→ EXERCISE TASK:
Rewrite the records as a numbered list, one item per line, starting at the line that contains "Agricultural drone survey: scan the aerial photo for cymbal." and running through the end of the records. Leave out any blank lines.

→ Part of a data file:
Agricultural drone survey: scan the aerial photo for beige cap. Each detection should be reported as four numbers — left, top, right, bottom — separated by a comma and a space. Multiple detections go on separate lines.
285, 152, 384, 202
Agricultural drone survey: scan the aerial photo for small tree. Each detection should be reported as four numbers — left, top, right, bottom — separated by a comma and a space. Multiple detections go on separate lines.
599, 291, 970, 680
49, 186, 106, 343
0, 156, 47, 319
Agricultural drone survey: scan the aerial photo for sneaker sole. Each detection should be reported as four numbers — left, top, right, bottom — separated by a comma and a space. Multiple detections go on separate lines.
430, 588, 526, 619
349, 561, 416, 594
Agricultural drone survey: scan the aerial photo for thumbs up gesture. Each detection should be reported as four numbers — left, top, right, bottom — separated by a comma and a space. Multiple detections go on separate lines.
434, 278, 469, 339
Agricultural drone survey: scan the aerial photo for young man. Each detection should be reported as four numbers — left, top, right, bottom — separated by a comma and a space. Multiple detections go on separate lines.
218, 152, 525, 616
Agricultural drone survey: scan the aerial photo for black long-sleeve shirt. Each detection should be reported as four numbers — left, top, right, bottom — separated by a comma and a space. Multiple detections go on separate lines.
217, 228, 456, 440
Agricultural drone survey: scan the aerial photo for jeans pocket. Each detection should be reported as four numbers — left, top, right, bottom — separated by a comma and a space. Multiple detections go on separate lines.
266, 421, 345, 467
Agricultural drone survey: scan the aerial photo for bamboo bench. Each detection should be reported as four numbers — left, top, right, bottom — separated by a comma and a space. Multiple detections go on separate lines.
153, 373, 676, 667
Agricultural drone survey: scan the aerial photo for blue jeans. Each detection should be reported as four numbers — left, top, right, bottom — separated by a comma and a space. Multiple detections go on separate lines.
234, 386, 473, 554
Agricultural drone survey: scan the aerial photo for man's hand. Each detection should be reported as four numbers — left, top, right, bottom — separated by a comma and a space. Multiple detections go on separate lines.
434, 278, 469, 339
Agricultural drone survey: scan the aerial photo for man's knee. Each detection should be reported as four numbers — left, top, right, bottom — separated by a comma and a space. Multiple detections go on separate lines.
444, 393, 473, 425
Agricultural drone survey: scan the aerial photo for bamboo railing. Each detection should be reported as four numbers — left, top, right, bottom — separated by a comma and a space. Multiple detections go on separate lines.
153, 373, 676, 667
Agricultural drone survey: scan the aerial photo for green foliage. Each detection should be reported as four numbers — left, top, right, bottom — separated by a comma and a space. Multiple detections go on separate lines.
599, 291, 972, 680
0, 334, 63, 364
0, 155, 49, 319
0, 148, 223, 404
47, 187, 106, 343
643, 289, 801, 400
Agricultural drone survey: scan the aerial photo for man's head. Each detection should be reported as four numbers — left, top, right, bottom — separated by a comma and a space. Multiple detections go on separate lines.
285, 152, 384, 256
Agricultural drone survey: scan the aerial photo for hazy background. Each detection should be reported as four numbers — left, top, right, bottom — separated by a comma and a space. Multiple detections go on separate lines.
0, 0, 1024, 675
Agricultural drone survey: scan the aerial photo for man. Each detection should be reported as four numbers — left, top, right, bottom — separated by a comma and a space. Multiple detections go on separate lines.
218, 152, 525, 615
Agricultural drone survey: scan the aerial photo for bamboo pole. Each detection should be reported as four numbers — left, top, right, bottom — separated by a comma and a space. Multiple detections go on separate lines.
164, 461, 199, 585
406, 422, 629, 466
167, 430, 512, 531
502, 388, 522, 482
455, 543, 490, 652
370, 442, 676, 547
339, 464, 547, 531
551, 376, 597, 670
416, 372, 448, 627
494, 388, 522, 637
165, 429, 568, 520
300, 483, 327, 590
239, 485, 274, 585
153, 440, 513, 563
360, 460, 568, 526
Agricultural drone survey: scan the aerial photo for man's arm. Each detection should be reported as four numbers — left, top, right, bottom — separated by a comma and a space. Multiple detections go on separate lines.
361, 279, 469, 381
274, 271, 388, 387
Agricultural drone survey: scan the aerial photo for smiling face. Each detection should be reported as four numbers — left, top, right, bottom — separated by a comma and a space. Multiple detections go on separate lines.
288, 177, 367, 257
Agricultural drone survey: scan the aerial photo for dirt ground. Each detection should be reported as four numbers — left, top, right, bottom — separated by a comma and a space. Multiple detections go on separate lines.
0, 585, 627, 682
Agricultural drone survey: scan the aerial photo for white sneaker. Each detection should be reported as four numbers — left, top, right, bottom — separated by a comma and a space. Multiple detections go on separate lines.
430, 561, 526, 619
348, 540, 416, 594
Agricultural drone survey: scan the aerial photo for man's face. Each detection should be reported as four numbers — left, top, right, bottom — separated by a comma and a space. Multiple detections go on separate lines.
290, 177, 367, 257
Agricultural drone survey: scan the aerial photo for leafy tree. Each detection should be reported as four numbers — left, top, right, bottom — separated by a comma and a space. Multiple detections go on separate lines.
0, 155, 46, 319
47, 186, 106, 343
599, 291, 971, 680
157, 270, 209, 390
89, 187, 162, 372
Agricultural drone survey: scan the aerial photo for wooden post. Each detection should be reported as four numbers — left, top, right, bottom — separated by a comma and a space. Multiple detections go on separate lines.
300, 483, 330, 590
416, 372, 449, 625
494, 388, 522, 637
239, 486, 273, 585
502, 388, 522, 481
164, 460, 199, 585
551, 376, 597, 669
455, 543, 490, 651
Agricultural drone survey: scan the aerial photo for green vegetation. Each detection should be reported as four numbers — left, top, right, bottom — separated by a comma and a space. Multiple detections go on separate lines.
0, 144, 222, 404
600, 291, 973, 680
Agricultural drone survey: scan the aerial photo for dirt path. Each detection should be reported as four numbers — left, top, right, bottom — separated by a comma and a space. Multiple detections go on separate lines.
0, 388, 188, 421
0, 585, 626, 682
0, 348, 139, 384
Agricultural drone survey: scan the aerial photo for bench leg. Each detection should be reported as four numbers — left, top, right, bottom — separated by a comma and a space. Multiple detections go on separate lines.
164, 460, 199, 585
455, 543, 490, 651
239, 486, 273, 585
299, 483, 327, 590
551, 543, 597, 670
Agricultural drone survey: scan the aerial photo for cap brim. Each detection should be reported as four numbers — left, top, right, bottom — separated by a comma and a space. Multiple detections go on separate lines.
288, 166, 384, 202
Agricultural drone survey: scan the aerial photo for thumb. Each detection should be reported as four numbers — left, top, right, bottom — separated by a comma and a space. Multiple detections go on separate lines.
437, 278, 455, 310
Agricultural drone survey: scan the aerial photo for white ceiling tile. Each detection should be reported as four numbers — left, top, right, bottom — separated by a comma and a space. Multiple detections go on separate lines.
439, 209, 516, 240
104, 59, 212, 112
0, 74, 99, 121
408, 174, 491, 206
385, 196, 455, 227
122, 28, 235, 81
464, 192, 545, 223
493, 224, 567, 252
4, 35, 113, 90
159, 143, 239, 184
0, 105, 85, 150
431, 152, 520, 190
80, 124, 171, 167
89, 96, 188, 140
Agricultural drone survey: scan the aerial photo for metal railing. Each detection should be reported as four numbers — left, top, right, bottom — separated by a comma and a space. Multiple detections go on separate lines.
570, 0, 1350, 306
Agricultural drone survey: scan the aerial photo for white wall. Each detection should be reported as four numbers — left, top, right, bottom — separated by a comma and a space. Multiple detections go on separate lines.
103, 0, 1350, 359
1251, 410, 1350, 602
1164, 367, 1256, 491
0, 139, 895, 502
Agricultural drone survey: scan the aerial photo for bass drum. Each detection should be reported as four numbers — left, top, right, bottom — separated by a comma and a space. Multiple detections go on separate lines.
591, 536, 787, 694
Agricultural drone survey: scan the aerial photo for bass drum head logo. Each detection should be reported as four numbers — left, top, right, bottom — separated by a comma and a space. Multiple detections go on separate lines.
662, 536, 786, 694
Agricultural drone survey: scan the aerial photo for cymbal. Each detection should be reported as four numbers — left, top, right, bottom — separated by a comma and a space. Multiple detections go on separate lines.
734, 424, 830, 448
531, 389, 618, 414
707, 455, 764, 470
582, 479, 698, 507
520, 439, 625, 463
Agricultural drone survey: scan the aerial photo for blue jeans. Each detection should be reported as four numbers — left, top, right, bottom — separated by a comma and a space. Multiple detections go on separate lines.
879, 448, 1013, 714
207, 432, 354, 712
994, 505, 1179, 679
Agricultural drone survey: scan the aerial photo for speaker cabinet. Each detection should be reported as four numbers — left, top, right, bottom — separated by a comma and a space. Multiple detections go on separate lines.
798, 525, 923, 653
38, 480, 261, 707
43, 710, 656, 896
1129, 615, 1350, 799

→ ANSWER IN FULL:
1. Agricultural drone survey: scan the aerial photo for cymbal. Each detection should be reported as four numbers — left, top, right, bottom — separated by a comma and a space. Multiple detections go on separate lines.
2. 734, 424, 830, 448
3. 531, 389, 618, 414
4. 707, 455, 764, 470
5. 582, 479, 698, 507
6. 520, 439, 625, 463
7. Agricultural drone survey: scan the aerial photo for blue jeans. Each detection should be reported as four numbers — left, top, right, bottom — separated by a comma and a space. Multiple detections go on separate lines.
8. 879, 448, 1013, 714
9. 207, 432, 354, 712
10. 994, 505, 1179, 679
11. Agricultural drone survey: scan the aerial photo for speaker cabinet. Each detection should be reported as four numbers — left, top, right, bottom — separated by a comma and a space. Multiple detections go on separate lines.
12. 798, 525, 923, 653
13. 38, 480, 261, 707
14. 43, 710, 656, 896
15. 1129, 615, 1350, 799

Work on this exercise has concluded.